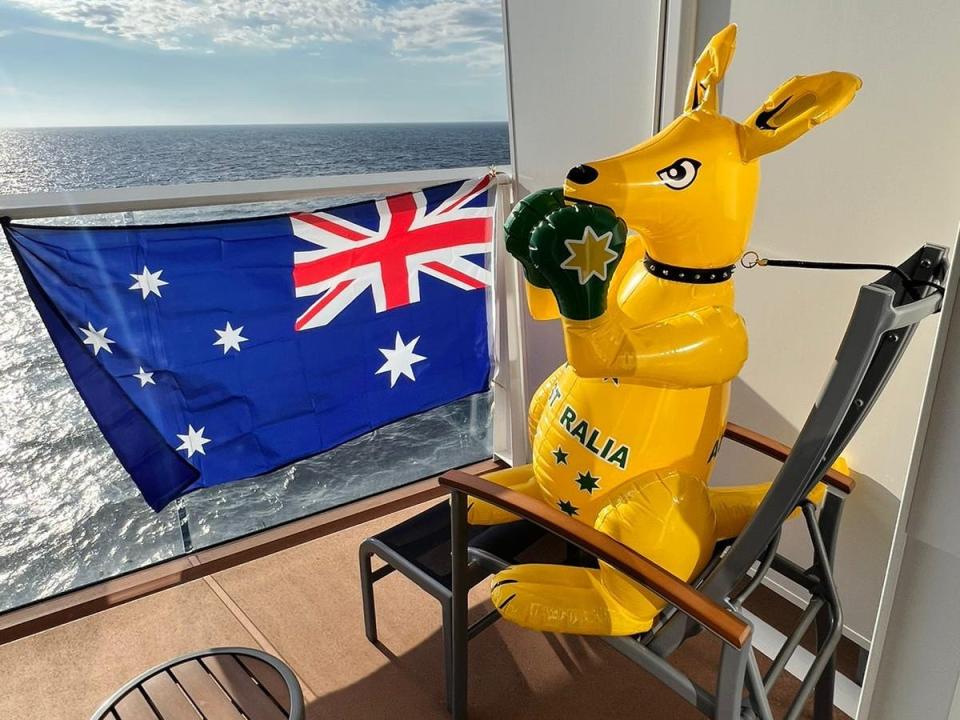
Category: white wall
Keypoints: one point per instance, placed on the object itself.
(914, 671)
(872, 185)
(582, 78)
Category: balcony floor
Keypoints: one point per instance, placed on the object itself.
(303, 604)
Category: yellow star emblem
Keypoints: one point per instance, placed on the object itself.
(590, 255)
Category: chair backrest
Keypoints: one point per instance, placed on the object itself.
(231, 683)
(883, 321)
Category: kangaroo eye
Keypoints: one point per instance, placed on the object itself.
(680, 174)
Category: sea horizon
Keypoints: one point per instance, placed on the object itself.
(267, 124)
(83, 519)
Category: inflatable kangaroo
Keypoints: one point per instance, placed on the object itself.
(626, 432)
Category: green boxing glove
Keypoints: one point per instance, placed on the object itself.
(526, 215)
(577, 249)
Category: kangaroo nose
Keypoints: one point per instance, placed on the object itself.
(582, 175)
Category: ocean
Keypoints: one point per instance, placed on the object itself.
(69, 514)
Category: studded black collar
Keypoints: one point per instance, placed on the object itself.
(695, 276)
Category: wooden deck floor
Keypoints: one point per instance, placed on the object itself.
(303, 604)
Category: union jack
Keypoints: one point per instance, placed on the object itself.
(409, 240)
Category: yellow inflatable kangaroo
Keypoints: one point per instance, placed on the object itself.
(625, 433)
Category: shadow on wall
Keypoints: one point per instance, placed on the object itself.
(868, 522)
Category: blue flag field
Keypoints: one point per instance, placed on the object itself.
(211, 352)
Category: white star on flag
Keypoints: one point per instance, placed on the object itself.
(230, 338)
(97, 339)
(193, 441)
(400, 359)
(148, 282)
(144, 377)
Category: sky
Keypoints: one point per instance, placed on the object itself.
(173, 62)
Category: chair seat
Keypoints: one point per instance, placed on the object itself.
(216, 684)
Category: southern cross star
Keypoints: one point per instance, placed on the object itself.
(193, 441)
(148, 282)
(587, 482)
(97, 339)
(400, 359)
(230, 338)
(567, 507)
(590, 255)
(144, 377)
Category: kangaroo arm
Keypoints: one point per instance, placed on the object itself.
(539, 401)
(702, 347)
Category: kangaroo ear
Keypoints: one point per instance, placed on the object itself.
(801, 103)
(708, 71)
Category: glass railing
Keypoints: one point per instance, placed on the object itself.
(69, 514)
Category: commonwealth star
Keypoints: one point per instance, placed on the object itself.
(590, 255)
(97, 339)
(400, 359)
(193, 441)
(144, 377)
(230, 338)
(148, 282)
(587, 482)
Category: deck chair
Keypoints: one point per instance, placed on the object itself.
(883, 321)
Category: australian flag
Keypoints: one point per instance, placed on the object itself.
(210, 352)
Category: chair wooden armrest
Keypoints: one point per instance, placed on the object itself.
(778, 451)
(713, 616)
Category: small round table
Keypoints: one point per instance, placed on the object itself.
(219, 684)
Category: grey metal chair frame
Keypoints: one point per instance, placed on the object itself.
(297, 711)
(883, 321)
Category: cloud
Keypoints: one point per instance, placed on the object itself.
(467, 32)
(196, 24)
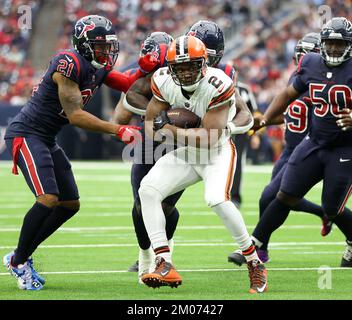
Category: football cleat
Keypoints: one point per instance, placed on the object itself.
(133, 267)
(263, 255)
(23, 274)
(346, 261)
(34, 272)
(326, 226)
(144, 262)
(164, 275)
(257, 276)
(237, 258)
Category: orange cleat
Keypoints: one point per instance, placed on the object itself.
(326, 226)
(164, 275)
(257, 276)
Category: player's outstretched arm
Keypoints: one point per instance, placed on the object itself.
(243, 120)
(154, 107)
(279, 104)
(122, 82)
(136, 99)
(72, 104)
(213, 125)
(121, 115)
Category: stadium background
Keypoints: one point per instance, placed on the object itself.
(260, 37)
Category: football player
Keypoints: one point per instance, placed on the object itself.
(135, 102)
(213, 38)
(209, 93)
(72, 78)
(325, 154)
(297, 118)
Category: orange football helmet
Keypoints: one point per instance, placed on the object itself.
(186, 59)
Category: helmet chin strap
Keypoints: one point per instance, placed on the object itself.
(191, 87)
(97, 65)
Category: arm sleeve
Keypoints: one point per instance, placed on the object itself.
(231, 72)
(226, 95)
(156, 92)
(68, 65)
(122, 81)
(300, 81)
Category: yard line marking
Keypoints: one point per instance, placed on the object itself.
(180, 244)
(108, 166)
(185, 270)
(117, 228)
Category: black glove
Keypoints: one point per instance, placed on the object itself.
(160, 120)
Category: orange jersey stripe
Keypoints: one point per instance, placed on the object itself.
(231, 171)
(223, 97)
(156, 90)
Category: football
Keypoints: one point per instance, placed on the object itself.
(183, 118)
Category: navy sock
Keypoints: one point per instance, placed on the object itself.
(309, 207)
(54, 221)
(273, 217)
(171, 223)
(32, 223)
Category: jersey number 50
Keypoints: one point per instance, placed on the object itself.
(322, 106)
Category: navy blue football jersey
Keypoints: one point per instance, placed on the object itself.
(329, 92)
(298, 117)
(42, 115)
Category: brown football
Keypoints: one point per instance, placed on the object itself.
(183, 118)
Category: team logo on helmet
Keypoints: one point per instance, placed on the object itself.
(83, 27)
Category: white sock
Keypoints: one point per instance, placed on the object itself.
(257, 242)
(145, 260)
(171, 245)
(233, 221)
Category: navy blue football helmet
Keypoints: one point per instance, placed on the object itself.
(336, 29)
(94, 38)
(157, 44)
(213, 38)
(309, 43)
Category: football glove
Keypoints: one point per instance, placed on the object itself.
(160, 120)
(148, 63)
(129, 134)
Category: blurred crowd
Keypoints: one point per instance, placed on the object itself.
(16, 73)
(267, 65)
(264, 64)
(135, 19)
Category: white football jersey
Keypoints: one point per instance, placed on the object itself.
(213, 90)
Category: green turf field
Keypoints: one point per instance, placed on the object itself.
(88, 257)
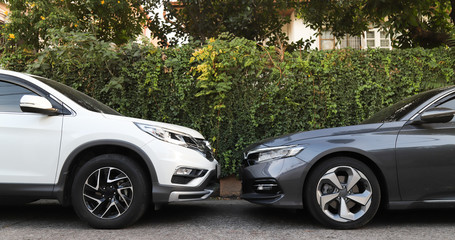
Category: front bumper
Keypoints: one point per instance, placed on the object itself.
(279, 182)
(171, 193)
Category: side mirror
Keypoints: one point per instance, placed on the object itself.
(37, 104)
(437, 115)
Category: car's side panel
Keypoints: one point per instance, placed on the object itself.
(376, 147)
(426, 161)
(29, 148)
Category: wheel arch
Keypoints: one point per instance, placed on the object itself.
(362, 158)
(87, 151)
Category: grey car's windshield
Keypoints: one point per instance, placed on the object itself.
(401, 108)
(78, 97)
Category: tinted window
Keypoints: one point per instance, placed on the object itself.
(403, 107)
(448, 104)
(10, 96)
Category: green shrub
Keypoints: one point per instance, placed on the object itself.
(236, 92)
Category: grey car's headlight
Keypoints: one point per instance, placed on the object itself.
(166, 135)
(267, 154)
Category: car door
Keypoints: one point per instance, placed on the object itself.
(29, 142)
(425, 156)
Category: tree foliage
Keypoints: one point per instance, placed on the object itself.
(255, 20)
(29, 21)
(233, 92)
(410, 23)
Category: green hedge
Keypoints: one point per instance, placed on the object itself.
(236, 92)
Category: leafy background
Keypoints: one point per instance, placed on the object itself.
(233, 90)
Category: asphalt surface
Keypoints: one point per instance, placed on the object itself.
(220, 219)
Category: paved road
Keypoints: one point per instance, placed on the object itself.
(220, 219)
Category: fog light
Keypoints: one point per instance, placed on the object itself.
(265, 186)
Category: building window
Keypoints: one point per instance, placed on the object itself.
(371, 39)
(327, 40)
(385, 41)
(351, 42)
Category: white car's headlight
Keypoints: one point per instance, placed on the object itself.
(166, 135)
(267, 154)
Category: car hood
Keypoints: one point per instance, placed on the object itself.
(177, 128)
(292, 138)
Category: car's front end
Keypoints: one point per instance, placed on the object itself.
(184, 162)
(270, 173)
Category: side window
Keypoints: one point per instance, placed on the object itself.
(449, 104)
(10, 96)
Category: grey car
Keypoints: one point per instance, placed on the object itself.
(402, 157)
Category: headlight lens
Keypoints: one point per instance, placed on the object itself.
(267, 154)
(165, 134)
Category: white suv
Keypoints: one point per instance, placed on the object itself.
(57, 143)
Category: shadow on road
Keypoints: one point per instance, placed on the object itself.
(229, 213)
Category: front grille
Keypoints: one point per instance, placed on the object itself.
(250, 159)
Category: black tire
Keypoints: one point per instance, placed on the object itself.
(335, 207)
(110, 191)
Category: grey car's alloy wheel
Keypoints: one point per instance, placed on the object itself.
(342, 193)
(110, 191)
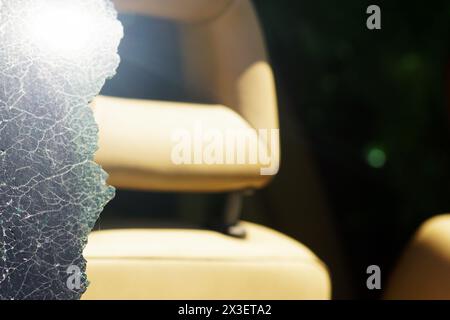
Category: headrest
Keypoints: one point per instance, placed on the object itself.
(182, 10)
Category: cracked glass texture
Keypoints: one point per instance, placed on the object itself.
(52, 64)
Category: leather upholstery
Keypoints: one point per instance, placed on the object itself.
(200, 264)
(423, 272)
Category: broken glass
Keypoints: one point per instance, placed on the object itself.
(55, 56)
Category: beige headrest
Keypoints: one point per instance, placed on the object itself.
(223, 60)
(182, 10)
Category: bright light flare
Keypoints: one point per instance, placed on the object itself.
(61, 29)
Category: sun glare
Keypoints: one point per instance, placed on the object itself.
(64, 30)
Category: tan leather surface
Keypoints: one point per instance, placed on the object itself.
(196, 264)
(136, 146)
(223, 61)
(182, 10)
(423, 272)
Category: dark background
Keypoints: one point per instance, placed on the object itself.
(351, 91)
(365, 133)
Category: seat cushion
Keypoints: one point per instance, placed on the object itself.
(201, 264)
(423, 272)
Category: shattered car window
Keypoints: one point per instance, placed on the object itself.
(55, 56)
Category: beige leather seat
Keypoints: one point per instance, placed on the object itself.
(224, 60)
(423, 272)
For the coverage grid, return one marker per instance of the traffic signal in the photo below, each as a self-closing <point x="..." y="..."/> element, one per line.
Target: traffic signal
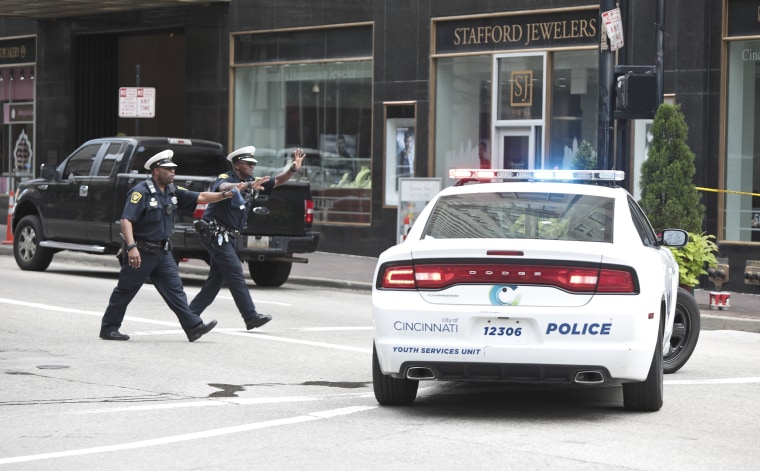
<point x="637" y="92"/>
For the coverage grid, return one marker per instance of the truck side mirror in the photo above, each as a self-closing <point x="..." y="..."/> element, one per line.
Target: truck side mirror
<point x="47" y="171"/>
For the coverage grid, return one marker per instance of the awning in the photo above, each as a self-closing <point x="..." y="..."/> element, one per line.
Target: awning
<point x="52" y="9"/>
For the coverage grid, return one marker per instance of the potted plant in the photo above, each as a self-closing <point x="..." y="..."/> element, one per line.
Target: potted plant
<point x="670" y="199"/>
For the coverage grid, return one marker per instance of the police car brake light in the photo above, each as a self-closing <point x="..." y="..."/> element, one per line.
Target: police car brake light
<point x="537" y="175"/>
<point x="180" y="142"/>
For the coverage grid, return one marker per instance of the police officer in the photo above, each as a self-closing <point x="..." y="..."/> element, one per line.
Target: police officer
<point x="146" y="225"/>
<point x="223" y="223"/>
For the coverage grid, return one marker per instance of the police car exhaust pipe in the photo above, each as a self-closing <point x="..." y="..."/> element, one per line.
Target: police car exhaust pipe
<point x="589" y="377"/>
<point x="419" y="372"/>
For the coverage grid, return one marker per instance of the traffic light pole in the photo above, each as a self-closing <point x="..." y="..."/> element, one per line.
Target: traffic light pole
<point x="659" y="39"/>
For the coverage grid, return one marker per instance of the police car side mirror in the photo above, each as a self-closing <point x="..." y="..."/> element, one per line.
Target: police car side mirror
<point x="674" y="237"/>
<point x="47" y="171"/>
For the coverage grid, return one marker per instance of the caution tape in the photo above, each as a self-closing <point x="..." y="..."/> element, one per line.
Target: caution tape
<point x="727" y="191"/>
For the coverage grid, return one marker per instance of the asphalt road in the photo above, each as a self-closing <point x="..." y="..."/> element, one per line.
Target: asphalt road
<point x="297" y="394"/>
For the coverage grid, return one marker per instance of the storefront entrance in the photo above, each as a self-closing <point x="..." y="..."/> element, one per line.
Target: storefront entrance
<point x="515" y="148"/>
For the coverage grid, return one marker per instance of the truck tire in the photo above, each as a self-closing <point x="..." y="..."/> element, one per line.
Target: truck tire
<point x="269" y="273"/>
<point x="26" y="245"/>
<point x="686" y="327"/>
<point x="646" y="396"/>
<point x="391" y="391"/>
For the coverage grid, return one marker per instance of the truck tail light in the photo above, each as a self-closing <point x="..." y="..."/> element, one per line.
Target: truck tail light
<point x="308" y="214"/>
<point x="200" y="208"/>
<point x="568" y="278"/>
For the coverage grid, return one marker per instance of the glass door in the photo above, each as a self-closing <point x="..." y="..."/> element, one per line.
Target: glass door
<point x="518" y="110"/>
<point x="515" y="148"/>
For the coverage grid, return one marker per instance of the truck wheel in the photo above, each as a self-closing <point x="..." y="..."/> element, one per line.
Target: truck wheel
<point x="391" y="391"/>
<point x="646" y="396"/>
<point x="26" y="245"/>
<point x="686" y="327"/>
<point x="268" y="273"/>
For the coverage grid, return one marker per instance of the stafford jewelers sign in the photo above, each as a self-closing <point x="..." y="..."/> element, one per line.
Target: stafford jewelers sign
<point x="518" y="31"/>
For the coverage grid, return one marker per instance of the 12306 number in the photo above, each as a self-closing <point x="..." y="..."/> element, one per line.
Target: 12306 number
<point x="502" y="331"/>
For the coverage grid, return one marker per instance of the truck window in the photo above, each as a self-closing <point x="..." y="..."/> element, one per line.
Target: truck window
<point x="80" y="163"/>
<point x="113" y="155"/>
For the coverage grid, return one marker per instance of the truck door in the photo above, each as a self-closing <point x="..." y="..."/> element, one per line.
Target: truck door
<point x="105" y="203"/>
<point x="67" y="197"/>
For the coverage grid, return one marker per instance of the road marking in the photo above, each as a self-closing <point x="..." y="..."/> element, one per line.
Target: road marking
<point x="321" y="415"/>
<point x="242" y="401"/>
<point x="235" y="332"/>
<point x="750" y="380"/>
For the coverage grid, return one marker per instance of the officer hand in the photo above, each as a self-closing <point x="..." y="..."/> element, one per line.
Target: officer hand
<point x="134" y="257"/>
<point x="298" y="157"/>
<point x="258" y="184"/>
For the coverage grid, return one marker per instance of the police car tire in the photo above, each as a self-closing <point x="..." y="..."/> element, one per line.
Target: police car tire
<point x="26" y="245"/>
<point x="646" y="396"/>
<point x="686" y="328"/>
<point x="391" y="391"/>
<point x="268" y="273"/>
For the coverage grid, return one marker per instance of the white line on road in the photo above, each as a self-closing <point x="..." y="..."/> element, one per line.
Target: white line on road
<point x="243" y="401"/>
<point x="321" y="415"/>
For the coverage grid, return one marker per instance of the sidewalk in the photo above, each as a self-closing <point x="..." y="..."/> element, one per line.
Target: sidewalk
<point x="356" y="272"/>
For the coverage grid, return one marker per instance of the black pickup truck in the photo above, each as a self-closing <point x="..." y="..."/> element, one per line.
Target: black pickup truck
<point x="78" y="204"/>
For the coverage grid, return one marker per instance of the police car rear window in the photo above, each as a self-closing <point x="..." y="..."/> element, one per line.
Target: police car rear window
<point x="555" y="216"/>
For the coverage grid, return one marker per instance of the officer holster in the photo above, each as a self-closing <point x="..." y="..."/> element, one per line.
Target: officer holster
<point x="152" y="247"/>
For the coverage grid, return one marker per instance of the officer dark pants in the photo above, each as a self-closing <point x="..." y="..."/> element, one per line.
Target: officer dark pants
<point x="225" y="268"/>
<point x="162" y="270"/>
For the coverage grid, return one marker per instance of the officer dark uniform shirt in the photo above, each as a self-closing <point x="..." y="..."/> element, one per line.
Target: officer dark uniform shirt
<point x="233" y="214"/>
<point x="152" y="213"/>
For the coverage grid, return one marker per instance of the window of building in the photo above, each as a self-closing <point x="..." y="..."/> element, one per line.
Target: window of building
<point x="468" y="134"/>
<point x="462" y="113"/>
<point x="323" y="106"/>
<point x="742" y="211"/>
<point x="575" y="106"/>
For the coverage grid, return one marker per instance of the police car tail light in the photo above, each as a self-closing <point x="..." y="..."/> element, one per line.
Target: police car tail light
<point x="615" y="281"/>
<point x="199" y="209"/>
<point x="308" y="214"/>
<point x="401" y="277"/>
<point x="571" y="279"/>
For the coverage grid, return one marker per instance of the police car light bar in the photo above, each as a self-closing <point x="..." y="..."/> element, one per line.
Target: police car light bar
<point x="537" y="175"/>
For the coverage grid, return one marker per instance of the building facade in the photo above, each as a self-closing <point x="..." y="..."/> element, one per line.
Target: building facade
<point x="381" y="93"/>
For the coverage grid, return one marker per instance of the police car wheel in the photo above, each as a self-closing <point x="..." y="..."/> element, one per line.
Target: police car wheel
<point x="26" y="245"/>
<point x="647" y="395"/>
<point x="391" y="391"/>
<point x="686" y="328"/>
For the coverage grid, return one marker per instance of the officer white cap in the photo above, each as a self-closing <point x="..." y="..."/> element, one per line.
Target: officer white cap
<point x="162" y="159"/>
<point x="244" y="153"/>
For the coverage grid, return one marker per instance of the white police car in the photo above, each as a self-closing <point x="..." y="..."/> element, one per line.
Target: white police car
<point x="537" y="276"/>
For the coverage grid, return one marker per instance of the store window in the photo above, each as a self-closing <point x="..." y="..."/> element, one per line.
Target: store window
<point x="468" y="134"/>
<point x="320" y="100"/>
<point x="742" y="211"/>
<point x="462" y="113"/>
<point x="575" y="110"/>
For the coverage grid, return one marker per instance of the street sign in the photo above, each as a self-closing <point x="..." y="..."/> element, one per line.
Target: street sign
<point x="613" y="25"/>
<point x="137" y="102"/>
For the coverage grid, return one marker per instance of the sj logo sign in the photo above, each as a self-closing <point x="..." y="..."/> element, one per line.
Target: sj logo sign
<point x="521" y="88"/>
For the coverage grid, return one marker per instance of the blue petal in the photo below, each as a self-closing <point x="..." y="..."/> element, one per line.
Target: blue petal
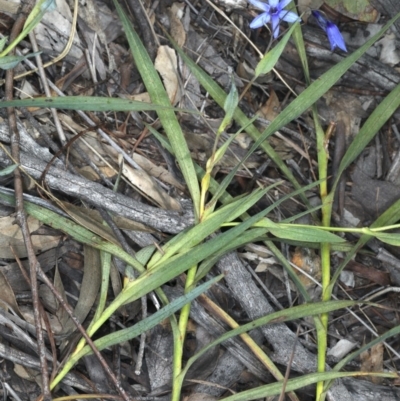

◆ ◆ ◆ ◆

Exercise brief
Gather every line of the rows above that contains the string "storefront", matching case exactly.

Output for this task
For the coverage grid, return one marker per instance of the storefront entrance in the photo above, each as a self-closing <point x="..." y="..."/> element, one per line.
Target: storefront entrance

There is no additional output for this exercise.